Texto em análise:
A comédia da Rua dos Netos

De há muito que se esperava que mais dia menos dia surgisse finalmente na vida cultural madeirense um texto brilhante que indiciará que uma excelente comédia vai ser representada no salão paroquial da estreita Rua dos Netos.

Espera-se enorme afluência de espetadores trajados a rigor como se duma tourada não à portuguesas mas sim à madeirense se trate, e ali acorrerão certamente tal como nos versos do inesquecível poeta Ary dos Santos os mais diversos cromos do salão paroquial da dita rua dos netos.

O guião (que excelente filme dava…) vai pôr em cena dois atores, um no papel de Caim e outro no de Abel.

Não faltarão histórias de muitas noites de facas longas, nem decerto ali se ocultarão cenas de facadas em muitas costas, deixando em muito mau estado os casacos saídos das mãos dos mais finos e melhores mestres alfaiates cá da praça.

Tarefa: Substitua "guião" por "argumento" no trecho do texto em análise que vai de "A comédia da" até "no de Abel.", inclusive, e transcreva esse trecho. Use apenas o texto, por favor.

Dados disponíveis:
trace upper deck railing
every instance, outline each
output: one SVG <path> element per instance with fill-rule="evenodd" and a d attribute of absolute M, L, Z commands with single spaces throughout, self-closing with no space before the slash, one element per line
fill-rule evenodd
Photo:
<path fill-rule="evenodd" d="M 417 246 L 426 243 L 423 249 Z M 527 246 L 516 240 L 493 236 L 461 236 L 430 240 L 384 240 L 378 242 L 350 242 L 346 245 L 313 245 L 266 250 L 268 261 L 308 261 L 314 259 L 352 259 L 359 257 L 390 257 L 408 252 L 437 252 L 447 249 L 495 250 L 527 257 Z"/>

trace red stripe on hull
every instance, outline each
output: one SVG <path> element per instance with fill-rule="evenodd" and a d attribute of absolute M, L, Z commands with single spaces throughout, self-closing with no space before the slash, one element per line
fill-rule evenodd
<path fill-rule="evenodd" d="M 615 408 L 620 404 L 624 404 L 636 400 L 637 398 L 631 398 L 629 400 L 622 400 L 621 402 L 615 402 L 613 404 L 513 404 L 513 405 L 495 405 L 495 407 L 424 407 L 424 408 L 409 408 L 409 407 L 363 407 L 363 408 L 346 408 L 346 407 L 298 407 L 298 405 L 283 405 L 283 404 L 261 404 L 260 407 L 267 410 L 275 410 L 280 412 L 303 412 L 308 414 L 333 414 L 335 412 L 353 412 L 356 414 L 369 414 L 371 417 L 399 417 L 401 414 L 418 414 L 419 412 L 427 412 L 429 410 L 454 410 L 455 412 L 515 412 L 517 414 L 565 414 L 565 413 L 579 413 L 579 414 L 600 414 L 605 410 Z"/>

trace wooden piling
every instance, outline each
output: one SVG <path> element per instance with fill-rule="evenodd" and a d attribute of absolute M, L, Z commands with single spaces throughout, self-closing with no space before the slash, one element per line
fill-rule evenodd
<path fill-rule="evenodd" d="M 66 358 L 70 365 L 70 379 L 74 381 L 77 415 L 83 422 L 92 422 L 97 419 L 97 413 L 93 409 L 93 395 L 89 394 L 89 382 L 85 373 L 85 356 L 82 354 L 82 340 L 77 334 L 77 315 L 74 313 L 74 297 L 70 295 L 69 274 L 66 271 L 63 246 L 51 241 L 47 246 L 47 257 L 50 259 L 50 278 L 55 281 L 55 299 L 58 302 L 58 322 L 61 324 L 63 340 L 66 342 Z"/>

A sua resposta:
A comédia da Rua dos Netos

De há muito que se esperava que mais dia menos dia surgisse finalmente na vida cultural madeirense um texto brilhante que indiciará que uma excelente comédia vai ser representada no salão paroquial da estreita Rua dos Netos.

Espera-se enorme afluência de espetadores trajados a rigor como se duma tourada não à portuguesas mas sim à madeirense se trate, e ali acorrerão certamente tal como nos versos do inesquecível poeta Ary dos Santos os mais diversos cromos do salão paroquial da dita rua dos netos.

O argumento (que excelente filme dava…) vai pôr em cena dois atores, um no papel de Caim e outro no de Abel.